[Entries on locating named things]

+ + + + + + +

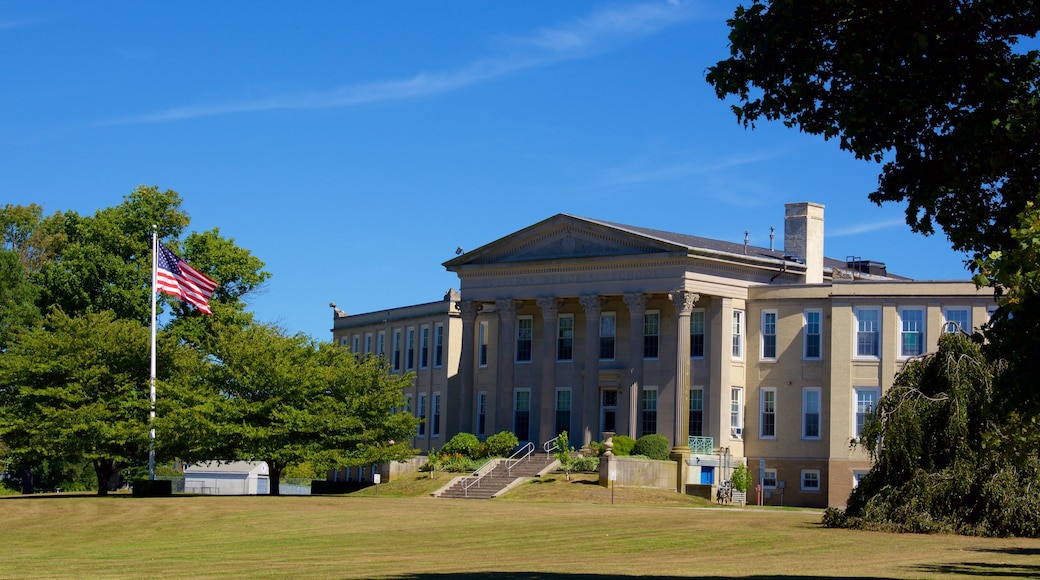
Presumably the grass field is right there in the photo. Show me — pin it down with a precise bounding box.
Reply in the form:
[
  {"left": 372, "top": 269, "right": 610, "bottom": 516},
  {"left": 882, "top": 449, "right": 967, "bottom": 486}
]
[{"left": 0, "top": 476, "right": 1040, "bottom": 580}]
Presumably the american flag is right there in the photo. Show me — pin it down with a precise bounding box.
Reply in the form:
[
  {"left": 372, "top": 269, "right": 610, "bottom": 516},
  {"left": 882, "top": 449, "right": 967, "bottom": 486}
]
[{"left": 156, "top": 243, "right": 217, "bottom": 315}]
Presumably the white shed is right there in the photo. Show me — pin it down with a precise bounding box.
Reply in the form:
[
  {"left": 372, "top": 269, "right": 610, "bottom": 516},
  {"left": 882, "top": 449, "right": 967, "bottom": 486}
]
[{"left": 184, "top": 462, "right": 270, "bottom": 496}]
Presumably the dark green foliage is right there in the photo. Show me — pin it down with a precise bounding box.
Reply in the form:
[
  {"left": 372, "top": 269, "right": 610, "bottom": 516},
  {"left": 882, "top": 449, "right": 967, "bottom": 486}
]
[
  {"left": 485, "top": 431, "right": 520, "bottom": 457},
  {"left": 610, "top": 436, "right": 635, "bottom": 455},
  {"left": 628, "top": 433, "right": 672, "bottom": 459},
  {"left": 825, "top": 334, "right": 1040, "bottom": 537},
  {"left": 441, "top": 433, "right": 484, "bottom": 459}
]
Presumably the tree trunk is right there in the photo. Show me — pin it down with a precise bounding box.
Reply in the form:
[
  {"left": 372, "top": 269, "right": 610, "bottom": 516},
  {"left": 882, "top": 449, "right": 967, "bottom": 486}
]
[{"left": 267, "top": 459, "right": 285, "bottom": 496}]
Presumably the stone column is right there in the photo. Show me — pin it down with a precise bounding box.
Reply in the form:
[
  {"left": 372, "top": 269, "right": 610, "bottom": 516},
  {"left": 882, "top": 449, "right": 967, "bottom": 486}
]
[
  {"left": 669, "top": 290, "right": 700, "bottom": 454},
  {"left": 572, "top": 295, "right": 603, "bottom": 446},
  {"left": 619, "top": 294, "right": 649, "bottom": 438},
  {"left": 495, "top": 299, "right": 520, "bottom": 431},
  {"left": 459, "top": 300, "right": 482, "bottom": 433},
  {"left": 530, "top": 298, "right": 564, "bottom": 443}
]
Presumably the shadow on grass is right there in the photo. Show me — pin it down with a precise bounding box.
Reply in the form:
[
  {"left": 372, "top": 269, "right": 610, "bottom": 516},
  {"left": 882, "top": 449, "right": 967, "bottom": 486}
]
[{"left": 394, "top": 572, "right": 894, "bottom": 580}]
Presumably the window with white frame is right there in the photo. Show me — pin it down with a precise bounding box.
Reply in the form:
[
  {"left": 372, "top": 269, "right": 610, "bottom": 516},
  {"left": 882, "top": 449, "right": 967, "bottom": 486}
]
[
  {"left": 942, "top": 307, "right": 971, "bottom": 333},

+ + + + + + +

■ TASK TO CARRY OUT: Please copy the listing from the line containing "Presumably the shadow" through the end, inclusive, and swap "precise" for "tight" while leaving everything else unchanged.

■ FINISHED ANSWER:
Presumably the shadow on grass is right there in the photo. Show me — pin it down with a tight bounding box.
Reply in the form:
[
  {"left": 372, "top": 269, "right": 610, "bottom": 516},
  {"left": 882, "top": 449, "right": 967, "bottom": 486}
]
[{"left": 394, "top": 572, "right": 894, "bottom": 580}]
Presumably the window with white frame is right there in the photo. Show me — pin it down with a tight bounding box.
Reply in the form:
[
  {"left": 372, "top": 269, "right": 610, "bottom": 516},
  {"left": 882, "top": 449, "right": 967, "bottom": 486}
]
[
  {"left": 942, "top": 307, "right": 971, "bottom": 333},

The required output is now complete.